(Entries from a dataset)
** Begin **
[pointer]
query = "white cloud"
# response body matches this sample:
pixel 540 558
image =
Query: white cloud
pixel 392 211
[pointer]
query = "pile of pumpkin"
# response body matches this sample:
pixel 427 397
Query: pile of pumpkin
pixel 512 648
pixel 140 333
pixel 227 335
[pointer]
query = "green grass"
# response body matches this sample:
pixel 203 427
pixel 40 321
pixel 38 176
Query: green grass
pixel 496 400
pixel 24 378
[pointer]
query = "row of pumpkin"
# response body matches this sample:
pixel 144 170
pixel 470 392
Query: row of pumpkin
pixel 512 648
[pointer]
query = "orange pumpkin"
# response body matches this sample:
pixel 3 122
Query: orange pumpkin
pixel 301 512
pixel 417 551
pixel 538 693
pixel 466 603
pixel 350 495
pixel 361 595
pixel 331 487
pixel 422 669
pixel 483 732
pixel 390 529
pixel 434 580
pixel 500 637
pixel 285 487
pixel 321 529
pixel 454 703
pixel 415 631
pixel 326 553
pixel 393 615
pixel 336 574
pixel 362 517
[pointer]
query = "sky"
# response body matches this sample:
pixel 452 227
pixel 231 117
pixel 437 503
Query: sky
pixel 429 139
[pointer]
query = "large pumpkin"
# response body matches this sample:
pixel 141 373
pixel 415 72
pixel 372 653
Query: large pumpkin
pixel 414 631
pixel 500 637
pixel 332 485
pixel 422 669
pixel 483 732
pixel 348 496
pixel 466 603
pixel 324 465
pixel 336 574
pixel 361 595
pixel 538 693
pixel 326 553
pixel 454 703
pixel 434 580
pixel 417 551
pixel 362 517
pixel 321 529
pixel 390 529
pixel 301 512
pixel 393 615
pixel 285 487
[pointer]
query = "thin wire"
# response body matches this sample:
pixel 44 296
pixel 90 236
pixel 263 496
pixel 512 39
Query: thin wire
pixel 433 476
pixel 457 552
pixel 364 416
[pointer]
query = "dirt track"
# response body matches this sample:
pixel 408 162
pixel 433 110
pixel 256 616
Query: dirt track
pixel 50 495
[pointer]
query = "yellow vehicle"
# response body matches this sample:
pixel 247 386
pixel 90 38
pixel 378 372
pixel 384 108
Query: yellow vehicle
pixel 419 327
** End **
_What you will do_:
Using the data above, reproduce every line exactly.

_Full solution_:
[pointer]
query = "white cloud"
# response body matches this sample:
pixel 540 558
image =
Query: white cloud
pixel 392 211
[pointer]
query = "pile of pumpkin"
# response body matches this sample:
pixel 427 397
Query: pile of pumpkin
pixel 512 648
pixel 140 333
pixel 227 335
[pointer]
query = "green grass"
# response body matches this sample:
pixel 203 427
pixel 40 321
pixel 38 176
Query: green grass
pixel 496 400
pixel 24 378
[pointer]
query = "row of pumpkin"
# response body matches this sample:
pixel 144 170
pixel 470 392
Query: row of pumpkin
pixel 512 648
[pointer]
query = "orange pumpkin"
# response body matches this sample:
pixel 3 122
Query: orange pumpkin
pixel 301 512
pixel 417 551
pixel 538 693
pixel 466 603
pixel 350 495
pixel 361 595
pixel 331 487
pixel 422 669
pixel 483 732
pixel 390 529
pixel 434 580
pixel 500 637
pixel 285 487
pixel 321 529
pixel 454 703
pixel 415 631
pixel 326 553
pixel 393 615
pixel 336 574
pixel 362 517
[pointer]
query = "sky"
# response body matches this sample:
pixel 452 227
pixel 231 117
pixel 437 503
Query: sky
pixel 429 139
[pointer]
query = "large pumpkin"
# response body matches this sample:
pixel 141 373
pixel 415 72
pixel 372 653
Query: large pumpkin
pixel 414 631
pixel 500 637
pixel 332 485
pixel 422 669
pixel 483 732
pixel 348 496
pixel 466 603
pixel 324 465
pixel 336 574
pixel 361 595
pixel 538 693
pixel 326 553
pixel 454 703
pixel 434 580
pixel 417 551
pixel 362 517
pixel 321 529
pixel 390 529
pixel 301 512
pixel 393 615
pixel 285 487
[pointer]
query = "thin wire"
# response body matches this sample:
pixel 44 296
pixel 90 236
pixel 263 496
pixel 512 39
Query: thin wire
pixel 433 476
pixel 457 552
pixel 364 416
[pointer]
query = "dirt track"
# response body matches this sample:
pixel 408 162
pixel 433 110
pixel 256 616
Query: dirt track
pixel 50 495
[pointer]
query = "yellow vehicle"
# response body matches this sample:
pixel 247 386
pixel 90 38
pixel 378 372
pixel 384 108
Query: yellow vehicle
pixel 419 327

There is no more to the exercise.